Dataset excerpts
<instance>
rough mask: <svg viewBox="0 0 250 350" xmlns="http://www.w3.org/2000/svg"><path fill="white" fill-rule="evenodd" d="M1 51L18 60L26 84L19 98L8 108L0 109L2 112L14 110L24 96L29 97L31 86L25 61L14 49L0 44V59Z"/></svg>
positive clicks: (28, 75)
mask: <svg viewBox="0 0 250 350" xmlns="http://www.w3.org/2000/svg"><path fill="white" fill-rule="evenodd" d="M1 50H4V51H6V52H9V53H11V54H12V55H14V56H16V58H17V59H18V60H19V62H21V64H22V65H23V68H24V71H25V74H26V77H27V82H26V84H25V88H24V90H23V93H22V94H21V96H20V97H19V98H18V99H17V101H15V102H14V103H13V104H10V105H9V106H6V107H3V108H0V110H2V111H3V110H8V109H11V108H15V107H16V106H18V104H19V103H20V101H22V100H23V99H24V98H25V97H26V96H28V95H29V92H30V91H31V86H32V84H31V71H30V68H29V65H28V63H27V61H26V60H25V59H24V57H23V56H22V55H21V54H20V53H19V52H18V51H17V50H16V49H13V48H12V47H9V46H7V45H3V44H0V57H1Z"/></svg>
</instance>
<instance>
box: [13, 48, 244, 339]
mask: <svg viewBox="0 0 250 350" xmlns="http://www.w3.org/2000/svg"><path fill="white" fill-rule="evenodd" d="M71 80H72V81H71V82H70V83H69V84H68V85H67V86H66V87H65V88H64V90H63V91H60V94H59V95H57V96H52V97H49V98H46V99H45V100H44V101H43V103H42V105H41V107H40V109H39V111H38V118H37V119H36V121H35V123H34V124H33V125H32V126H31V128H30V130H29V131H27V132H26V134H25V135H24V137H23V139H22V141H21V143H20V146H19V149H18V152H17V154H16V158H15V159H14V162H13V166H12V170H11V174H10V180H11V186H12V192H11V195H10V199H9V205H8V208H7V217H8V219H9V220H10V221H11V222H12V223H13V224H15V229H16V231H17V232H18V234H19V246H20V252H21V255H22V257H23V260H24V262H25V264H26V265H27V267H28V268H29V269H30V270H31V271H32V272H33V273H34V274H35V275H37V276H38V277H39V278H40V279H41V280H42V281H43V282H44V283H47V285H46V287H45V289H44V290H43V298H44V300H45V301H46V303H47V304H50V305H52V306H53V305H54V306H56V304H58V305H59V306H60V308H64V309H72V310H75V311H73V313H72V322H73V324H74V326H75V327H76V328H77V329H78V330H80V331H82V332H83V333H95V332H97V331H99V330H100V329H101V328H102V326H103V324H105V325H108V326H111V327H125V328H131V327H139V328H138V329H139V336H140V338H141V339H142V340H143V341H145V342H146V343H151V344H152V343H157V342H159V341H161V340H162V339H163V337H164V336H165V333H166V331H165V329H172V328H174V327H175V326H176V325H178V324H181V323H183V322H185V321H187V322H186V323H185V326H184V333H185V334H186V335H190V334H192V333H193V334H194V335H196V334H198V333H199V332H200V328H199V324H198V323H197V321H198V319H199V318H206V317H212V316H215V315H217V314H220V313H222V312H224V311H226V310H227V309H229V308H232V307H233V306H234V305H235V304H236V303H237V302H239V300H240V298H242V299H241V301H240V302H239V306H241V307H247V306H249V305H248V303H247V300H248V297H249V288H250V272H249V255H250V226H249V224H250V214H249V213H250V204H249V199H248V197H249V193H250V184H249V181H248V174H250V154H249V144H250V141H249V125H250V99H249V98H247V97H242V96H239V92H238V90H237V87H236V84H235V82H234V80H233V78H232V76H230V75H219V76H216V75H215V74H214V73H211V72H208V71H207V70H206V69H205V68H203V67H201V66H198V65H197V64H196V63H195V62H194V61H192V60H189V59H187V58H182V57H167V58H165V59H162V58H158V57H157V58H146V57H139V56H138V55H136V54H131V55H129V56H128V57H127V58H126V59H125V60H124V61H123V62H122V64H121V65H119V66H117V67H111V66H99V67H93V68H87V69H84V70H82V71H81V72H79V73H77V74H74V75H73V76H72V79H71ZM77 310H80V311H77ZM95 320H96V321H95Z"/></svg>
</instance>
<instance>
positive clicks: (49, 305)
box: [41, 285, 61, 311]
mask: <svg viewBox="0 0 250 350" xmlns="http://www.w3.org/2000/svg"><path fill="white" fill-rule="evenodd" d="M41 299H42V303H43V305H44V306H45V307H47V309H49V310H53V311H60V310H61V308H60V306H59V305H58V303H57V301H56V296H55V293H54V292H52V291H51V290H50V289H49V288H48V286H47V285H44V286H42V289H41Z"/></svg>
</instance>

## Task goal
An accurate, complete transcription of the records above is needed.

## Completed task
<instance>
rough mask: <svg viewBox="0 0 250 350" xmlns="http://www.w3.org/2000/svg"><path fill="white" fill-rule="evenodd" d="M1 51L18 60L26 84L19 98L8 108L0 109L2 112L14 110L24 96L29 97L31 86L25 61L14 49L0 44V59Z"/></svg>
positive clicks: (28, 75)
mask: <svg viewBox="0 0 250 350" xmlns="http://www.w3.org/2000/svg"><path fill="white" fill-rule="evenodd" d="M1 50H4V51H6V52H9V53H11V54H12V55H14V56H16V58H17V59H18V60H19V62H21V64H22V65H23V68H24V71H25V74H26V77H27V82H26V84H25V88H24V90H23V93H22V94H21V96H20V97H19V98H18V99H17V101H15V102H14V103H13V104H10V105H9V106H6V107H3V108H0V110H2V111H3V110H8V109H11V108H15V107H16V106H18V104H19V103H20V101H22V100H23V99H24V98H25V97H26V96H28V95H29V92H30V91H31V86H32V84H31V71H30V68H29V65H28V63H27V61H26V60H25V59H24V57H23V56H22V55H21V54H20V53H19V52H18V51H17V50H16V49H13V48H12V47H9V46H7V45H3V44H0V57H1Z"/></svg>
</instance>
<instance>
box: [13, 48, 244, 339]
mask: <svg viewBox="0 0 250 350" xmlns="http://www.w3.org/2000/svg"><path fill="white" fill-rule="evenodd" d="M71 80H72V81H71V82H70V83H69V84H68V85H67V86H66V87H65V88H64V90H63V91H60V94H59V95H57V96H52V97H49V98H46V99H45V100H44V101H43V103H42V105H41V107H40V109H39V111H38V118H37V119H36V121H35V123H34V124H33V125H32V126H31V128H30V130H29V131H27V132H26V134H25V135H24V137H23V139H22V141H21V143H20V146H19V149H18V152H17V154H16V158H15V159H14V162H13V166H12V170H11V174H10V180H11V186H12V192H11V195H10V199H9V205H8V208H7V217H8V219H9V220H10V221H11V222H12V223H13V224H15V229H16V231H17V232H18V234H19V246H20V252H21V255H22V257H23V260H24V262H25V264H26V265H27V267H28V268H29V269H30V270H31V271H32V272H33V273H34V274H35V275H37V276H38V277H39V278H40V279H41V280H42V281H43V282H44V283H47V285H46V287H45V289H44V290H43V298H44V300H45V301H46V303H47V304H50V305H52V306H53V305H54V306H56V304H58V305H59V306H60V308H64V309H72V310H75V311H73V313H72V322H73V324H74V326H75V327H76V328H77V329H78V330H80V331H82V332H83V333H95V332H97V331H99V330H100V329H101V328H102V326H103V324H105V325H108V326H111V327H125V328H131V327H139V328H138V329H139V336H140V338H141V339H142V340H143V341H145V342H146V343H151V344H152V343H157V342H159V341H161V340H162V339H163V337H164V336H165V333H166V331H165V329H172V328H174V327H175V326H176V325H178V324H181V323H183V322H185V321H187V322H186V323H185V326H184V333H185V334H186V335H190V334H192V333H193V334H194V335H196V334H198V333H199V332H200V328H199V324H198V323H197V321H198V319H199V318H206V317H212V316H215V315H217V314H220V313H222V312H224V311H226V310H227V309H229V308H232V307H233V306H234V305H235V304H236V303H237V302H239V300H240V298H242V299H241V301H240V302H239V306H241V307H247V306H249V305H248V303H247V300H248V297H249V288H250V272H249V255H250V226H249V224H250V214H249V213H250V204H249V199H248V197H249V193H250V184H249V181H248V174H250V154H249V144H250V141H249V125H250V99H249V98H247V97H242V96H239V92H238V90H237V87H236V84H235V82H234V80H233V78H232V76H230V75H219V76H216V75H215V74H214V73H211V72H208V71H207V70H206V69H205V68H203V67H201V66H198V65H197V64H196V63H195V62H194V61H192V60H189V59H187V58H182V57H167V58H165V59H162V58H158V57H157V58H146V57H139V56H138V55H136V54H131V55H129V56H128V57H127V58H126V59H125V60H124V61H123V62H122V64H121V65H119V66H117V67H111V66H99V67H93V68H87V69H84V70H82V71H81V72H79V73H77V74H74V75H73V76H72V79H71ZM77 310H80V311H77ZM95 320H96V321H95Z"/></svg>
</instance>
<instance>
positive clicks: (49, 305)
box: [41, 285, 61, 311]
mask: <svg viewBox="0 0 250 350" xmlns="http://www.w3.org/2000/svg"><path fill="white" fill-rule="evenodd" d="M41 299H42V303H43V305H44V306H45V307H47V309H49V310H53V311H60V310H61V308H60V306H59V305H58V303H57V301H56V296H55V293H54V292H52V291H51V290H50V289H49V288H48V286H47V285H44V286H42V289H41Z"/></svg>
</instance>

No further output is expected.